» **Given records**

------

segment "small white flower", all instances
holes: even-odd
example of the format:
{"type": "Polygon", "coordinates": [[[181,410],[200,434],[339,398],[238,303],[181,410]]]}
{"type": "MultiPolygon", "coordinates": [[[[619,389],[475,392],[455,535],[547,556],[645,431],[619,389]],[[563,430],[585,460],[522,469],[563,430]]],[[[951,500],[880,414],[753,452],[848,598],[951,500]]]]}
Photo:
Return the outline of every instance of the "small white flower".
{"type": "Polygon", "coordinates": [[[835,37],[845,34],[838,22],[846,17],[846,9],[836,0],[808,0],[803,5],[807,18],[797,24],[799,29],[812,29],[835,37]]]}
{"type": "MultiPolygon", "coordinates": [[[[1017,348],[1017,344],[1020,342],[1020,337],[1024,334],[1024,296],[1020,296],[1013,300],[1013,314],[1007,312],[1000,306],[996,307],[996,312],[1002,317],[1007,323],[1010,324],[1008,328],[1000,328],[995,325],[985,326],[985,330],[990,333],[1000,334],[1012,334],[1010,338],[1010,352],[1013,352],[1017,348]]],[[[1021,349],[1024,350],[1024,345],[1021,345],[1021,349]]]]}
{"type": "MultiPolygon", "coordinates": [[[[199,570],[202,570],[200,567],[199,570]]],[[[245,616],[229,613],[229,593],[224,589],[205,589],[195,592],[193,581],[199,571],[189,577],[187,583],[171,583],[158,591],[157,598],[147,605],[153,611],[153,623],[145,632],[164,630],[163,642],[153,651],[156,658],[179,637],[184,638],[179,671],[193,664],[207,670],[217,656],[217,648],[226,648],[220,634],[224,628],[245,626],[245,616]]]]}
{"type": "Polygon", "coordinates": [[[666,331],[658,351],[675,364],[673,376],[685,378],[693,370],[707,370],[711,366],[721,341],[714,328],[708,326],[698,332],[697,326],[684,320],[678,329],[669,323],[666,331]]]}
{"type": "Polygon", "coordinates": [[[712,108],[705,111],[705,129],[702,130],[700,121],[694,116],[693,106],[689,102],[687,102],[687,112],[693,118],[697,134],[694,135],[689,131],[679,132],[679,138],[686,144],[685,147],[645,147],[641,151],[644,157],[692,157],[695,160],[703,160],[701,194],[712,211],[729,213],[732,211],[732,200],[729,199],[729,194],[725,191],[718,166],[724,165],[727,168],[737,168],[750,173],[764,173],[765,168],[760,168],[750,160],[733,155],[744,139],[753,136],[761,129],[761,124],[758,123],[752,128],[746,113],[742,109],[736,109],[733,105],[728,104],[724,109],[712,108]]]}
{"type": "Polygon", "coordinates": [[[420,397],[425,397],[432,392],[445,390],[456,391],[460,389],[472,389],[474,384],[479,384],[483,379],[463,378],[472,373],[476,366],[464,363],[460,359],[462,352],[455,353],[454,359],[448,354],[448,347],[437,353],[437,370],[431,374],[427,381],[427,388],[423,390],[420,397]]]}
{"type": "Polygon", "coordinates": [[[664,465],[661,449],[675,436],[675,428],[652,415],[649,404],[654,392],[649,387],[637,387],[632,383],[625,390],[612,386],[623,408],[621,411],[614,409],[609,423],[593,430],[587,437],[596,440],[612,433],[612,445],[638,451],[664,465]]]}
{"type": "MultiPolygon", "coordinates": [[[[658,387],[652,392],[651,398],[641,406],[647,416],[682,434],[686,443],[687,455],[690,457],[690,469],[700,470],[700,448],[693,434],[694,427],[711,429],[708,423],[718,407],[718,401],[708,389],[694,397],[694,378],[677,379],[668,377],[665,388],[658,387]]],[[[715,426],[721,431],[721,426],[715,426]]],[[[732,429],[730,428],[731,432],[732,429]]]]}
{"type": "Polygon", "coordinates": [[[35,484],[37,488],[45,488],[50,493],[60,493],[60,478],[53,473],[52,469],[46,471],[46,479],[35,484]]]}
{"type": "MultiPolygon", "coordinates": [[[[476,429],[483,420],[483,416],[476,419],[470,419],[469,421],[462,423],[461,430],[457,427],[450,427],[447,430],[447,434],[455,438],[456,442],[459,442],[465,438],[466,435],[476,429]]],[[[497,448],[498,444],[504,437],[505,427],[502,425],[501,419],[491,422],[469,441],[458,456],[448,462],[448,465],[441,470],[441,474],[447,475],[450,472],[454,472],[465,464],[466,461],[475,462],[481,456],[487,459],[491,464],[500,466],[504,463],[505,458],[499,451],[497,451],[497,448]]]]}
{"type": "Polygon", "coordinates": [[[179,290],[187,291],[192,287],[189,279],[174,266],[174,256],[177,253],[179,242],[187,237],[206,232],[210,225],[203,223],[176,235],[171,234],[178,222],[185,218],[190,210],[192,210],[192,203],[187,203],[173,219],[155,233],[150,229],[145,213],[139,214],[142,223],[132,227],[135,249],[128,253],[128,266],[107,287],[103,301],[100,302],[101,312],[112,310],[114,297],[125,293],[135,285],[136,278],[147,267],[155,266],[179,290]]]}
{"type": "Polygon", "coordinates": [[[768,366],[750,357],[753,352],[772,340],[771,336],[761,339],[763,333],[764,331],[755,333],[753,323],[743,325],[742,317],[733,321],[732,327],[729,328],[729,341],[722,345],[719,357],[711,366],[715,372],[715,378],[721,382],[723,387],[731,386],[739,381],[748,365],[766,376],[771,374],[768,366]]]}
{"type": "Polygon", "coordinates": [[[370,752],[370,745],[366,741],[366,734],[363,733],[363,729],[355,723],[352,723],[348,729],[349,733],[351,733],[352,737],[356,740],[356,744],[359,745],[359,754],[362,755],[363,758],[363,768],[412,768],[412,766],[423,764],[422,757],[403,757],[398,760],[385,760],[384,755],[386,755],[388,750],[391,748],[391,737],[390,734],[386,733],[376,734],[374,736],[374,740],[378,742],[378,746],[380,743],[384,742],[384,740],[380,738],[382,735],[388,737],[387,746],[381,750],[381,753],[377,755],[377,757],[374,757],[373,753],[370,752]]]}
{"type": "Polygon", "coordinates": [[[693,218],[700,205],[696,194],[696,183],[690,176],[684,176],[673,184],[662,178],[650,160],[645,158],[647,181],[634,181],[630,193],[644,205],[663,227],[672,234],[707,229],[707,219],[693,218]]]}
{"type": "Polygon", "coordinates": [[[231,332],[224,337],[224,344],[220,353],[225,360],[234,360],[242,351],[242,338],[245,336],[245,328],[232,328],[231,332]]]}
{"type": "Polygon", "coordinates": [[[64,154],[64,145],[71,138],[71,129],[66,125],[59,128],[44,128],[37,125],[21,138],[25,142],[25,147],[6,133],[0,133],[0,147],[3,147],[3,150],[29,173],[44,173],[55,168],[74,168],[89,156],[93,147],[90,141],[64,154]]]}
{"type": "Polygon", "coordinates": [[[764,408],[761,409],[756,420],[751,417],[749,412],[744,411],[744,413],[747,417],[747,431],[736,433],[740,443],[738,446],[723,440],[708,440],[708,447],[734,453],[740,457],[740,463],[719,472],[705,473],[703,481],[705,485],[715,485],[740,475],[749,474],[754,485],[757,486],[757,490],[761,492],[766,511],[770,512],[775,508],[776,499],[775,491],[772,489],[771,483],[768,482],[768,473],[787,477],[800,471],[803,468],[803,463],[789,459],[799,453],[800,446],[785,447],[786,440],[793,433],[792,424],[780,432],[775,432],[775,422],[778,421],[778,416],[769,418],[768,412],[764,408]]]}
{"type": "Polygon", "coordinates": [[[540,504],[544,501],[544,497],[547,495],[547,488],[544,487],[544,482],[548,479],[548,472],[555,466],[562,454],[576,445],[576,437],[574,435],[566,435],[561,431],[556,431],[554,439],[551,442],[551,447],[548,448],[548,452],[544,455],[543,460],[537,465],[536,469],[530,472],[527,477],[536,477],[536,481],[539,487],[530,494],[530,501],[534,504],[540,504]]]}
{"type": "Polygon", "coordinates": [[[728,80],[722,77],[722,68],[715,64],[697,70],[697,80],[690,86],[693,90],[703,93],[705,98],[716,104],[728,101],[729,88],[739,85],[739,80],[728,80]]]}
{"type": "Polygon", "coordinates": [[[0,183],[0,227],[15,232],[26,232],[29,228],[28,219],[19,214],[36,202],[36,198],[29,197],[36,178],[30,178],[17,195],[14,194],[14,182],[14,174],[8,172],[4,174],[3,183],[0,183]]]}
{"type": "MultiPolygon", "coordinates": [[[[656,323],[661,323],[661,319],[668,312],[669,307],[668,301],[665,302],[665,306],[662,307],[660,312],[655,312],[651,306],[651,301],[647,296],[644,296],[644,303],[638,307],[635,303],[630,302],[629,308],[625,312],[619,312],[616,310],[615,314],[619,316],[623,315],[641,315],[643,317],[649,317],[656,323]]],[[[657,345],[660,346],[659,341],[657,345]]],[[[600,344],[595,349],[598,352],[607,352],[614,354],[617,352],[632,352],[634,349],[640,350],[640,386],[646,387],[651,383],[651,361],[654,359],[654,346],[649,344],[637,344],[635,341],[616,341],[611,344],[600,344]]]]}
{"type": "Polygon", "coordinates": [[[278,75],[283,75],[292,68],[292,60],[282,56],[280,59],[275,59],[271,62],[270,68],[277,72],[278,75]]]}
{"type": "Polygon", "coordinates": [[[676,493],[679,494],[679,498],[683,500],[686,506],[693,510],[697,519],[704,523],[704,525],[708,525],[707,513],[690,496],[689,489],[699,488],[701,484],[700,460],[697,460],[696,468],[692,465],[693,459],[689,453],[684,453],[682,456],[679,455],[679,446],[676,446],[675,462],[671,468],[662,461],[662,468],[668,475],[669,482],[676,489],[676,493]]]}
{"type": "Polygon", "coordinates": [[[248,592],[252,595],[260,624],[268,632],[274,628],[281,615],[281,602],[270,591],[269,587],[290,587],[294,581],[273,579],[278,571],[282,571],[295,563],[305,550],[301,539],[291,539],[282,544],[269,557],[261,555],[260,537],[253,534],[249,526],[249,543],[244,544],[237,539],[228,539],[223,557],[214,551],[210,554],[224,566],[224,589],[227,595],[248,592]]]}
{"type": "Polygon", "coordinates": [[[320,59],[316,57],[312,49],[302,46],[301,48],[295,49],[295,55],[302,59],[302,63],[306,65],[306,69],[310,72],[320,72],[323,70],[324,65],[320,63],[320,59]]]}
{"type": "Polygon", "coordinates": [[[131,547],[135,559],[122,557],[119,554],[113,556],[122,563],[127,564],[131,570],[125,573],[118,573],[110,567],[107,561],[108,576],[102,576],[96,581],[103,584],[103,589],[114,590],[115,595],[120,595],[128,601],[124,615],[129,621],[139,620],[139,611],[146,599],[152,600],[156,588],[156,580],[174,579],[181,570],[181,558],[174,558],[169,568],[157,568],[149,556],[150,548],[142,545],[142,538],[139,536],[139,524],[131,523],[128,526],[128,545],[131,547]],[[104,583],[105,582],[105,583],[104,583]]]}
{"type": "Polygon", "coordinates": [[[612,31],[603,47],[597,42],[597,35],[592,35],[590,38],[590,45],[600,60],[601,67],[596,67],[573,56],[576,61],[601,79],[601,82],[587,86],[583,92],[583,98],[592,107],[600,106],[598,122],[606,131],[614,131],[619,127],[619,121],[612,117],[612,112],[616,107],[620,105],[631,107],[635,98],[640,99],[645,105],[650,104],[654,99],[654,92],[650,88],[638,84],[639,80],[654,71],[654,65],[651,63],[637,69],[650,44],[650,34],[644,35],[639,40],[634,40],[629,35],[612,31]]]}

------

» **What you are asked to do**
Gather each line in the entries above where the string "white" is found.

» **Completed task**
segment "small white flower", all instances
Return the outline of every instance of the "small white flower".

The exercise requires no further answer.